## EXERCISE BRIEF
Nothing but the lines from the one that contains "Place a point on the bottom" through the end of the listing should appear, set down exactly.

## DATA ROWS
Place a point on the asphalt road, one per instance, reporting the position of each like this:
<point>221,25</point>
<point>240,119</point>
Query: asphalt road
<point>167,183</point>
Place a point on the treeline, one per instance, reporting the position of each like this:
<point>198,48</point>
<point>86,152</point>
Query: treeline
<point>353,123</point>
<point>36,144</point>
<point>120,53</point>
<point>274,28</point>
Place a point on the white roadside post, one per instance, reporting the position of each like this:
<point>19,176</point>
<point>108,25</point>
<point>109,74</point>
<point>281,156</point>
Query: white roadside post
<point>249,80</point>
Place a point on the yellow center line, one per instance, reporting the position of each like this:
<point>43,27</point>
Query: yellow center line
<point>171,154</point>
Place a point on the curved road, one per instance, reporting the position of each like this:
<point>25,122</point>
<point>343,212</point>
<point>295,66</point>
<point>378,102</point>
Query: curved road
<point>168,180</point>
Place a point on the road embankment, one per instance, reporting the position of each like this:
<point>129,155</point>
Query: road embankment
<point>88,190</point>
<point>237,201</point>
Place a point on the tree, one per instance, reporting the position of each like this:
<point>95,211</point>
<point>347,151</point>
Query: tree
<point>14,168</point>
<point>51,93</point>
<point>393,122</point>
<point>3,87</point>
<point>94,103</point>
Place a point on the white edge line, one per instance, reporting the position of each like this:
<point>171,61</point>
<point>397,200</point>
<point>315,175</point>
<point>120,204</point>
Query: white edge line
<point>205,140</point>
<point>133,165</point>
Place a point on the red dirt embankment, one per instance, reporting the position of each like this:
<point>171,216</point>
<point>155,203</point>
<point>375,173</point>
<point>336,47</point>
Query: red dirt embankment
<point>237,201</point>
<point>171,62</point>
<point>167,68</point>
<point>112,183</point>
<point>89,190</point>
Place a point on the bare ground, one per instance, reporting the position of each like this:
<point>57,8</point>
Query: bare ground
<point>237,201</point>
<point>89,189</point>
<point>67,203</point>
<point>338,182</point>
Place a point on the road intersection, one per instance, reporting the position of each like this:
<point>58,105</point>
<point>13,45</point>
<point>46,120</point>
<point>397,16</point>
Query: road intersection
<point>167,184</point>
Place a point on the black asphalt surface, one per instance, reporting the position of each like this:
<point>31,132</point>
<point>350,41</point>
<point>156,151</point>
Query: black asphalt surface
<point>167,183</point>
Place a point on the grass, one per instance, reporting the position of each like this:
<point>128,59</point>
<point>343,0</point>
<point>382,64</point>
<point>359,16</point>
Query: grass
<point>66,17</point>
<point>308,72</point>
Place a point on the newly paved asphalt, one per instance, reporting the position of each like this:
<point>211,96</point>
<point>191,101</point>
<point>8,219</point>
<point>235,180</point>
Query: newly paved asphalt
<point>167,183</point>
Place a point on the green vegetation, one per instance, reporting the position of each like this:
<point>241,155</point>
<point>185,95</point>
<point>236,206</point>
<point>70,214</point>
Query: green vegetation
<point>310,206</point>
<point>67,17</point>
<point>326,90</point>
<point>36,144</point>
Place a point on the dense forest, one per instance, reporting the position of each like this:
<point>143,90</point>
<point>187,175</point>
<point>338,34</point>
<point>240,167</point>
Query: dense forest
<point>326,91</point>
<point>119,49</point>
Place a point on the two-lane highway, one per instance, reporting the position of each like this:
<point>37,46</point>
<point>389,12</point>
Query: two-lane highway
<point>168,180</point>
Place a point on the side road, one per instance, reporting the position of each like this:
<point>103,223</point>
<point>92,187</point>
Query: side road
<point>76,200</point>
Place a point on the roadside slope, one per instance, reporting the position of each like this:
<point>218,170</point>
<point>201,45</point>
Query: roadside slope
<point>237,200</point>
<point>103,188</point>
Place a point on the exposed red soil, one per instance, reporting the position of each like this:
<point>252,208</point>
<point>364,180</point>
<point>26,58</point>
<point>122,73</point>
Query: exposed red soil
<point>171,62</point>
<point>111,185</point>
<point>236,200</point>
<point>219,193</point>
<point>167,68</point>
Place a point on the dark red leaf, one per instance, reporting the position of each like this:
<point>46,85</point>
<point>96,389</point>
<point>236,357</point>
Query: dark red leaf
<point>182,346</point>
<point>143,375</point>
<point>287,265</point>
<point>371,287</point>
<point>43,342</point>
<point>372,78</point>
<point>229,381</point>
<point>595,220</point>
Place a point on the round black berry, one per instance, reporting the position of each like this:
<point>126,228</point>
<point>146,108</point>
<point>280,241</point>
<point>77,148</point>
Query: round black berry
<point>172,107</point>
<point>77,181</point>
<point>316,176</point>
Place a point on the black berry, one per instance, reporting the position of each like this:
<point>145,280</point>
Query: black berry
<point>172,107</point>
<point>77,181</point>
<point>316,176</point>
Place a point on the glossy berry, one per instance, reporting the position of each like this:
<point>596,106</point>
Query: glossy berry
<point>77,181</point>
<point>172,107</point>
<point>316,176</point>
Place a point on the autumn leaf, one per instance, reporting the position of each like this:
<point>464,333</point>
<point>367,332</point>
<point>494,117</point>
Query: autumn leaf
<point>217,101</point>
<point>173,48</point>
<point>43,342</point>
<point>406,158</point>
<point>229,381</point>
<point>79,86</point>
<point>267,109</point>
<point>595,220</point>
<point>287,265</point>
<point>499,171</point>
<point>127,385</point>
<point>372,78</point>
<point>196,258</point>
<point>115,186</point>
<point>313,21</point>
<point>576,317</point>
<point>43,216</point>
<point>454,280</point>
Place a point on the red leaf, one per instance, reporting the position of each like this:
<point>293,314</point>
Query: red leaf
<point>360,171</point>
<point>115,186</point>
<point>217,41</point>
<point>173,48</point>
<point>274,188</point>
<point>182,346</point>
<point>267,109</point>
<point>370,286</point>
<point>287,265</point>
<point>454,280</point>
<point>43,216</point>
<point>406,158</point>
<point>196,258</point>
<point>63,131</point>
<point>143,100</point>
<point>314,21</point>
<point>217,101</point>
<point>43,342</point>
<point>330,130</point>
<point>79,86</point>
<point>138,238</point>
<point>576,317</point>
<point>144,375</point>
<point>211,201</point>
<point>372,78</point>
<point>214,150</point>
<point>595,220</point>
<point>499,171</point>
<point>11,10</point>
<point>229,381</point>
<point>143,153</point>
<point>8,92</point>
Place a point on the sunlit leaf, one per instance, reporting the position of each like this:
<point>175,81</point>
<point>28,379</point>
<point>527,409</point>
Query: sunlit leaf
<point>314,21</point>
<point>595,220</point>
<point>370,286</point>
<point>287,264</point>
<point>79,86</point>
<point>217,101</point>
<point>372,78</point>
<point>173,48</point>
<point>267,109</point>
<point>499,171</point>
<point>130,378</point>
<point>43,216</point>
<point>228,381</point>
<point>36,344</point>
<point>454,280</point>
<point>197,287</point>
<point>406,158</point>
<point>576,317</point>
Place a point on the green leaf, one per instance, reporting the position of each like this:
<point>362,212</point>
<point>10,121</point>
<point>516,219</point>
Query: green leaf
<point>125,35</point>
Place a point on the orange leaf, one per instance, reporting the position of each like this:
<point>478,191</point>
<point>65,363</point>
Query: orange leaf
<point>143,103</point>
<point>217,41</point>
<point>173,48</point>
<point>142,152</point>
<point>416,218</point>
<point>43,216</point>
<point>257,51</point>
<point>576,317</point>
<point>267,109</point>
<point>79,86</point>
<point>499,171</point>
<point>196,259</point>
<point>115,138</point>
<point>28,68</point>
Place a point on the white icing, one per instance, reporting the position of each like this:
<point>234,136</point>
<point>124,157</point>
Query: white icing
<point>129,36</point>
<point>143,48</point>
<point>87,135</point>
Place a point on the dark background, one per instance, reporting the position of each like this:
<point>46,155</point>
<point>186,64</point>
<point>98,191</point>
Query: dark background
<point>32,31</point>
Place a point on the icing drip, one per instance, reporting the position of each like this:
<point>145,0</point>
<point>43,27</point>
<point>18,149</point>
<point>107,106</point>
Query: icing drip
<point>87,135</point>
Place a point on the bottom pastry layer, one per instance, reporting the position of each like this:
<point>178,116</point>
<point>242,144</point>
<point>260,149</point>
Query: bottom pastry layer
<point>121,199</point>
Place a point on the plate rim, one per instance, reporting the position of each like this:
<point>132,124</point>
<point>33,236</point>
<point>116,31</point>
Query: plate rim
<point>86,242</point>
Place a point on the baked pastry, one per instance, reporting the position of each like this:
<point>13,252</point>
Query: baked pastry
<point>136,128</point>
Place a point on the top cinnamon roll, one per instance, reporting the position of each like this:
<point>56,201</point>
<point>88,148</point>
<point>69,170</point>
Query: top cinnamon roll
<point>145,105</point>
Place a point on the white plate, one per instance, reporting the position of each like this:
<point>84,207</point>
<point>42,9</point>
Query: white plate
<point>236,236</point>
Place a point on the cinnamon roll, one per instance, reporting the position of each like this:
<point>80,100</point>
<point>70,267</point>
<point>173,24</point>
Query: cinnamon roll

## ANSWER FOR THE TASK
Place a point on the bottom pastry layer, one per instance, reporting the position of each like this:
<point>178,116</point>
<point>242,144</point>
<point>260,149</point>
Query: bottom pastry layer
<point>121,199</point>
Place a point on the plate rim, one per instance, reporting the position of each like this:
<point>132,124</point>
<point>33,236</point>
<point>116,31</point>
Query: plate rim
<point>86,242</point>
Place a point on the baked pastry, one per instance, reporting the position of each like this:
<point>13,252</point>
Query: baked pastry
<point>136,128</point>
Place a point on the top cinnamon roll, one per instance, reporting the position of each like this:
<point>56,201</point>
<point>88,148</point>
<point>69,170</point>
Query: top cinnamon roll
<point>145,105</point>
Place a point on the white plate, one per instance, reporting the position of each like this:
<point>84,207</point>
<point>42,9</point>
Query: white plate
<point>236,236</point>
Place a point on the cinnamon roll, one per instance, reporting the position of each like this:
<point>80,100</point>
<point>70,267</point>
<point>173,24</point>
Query: cinnamon roll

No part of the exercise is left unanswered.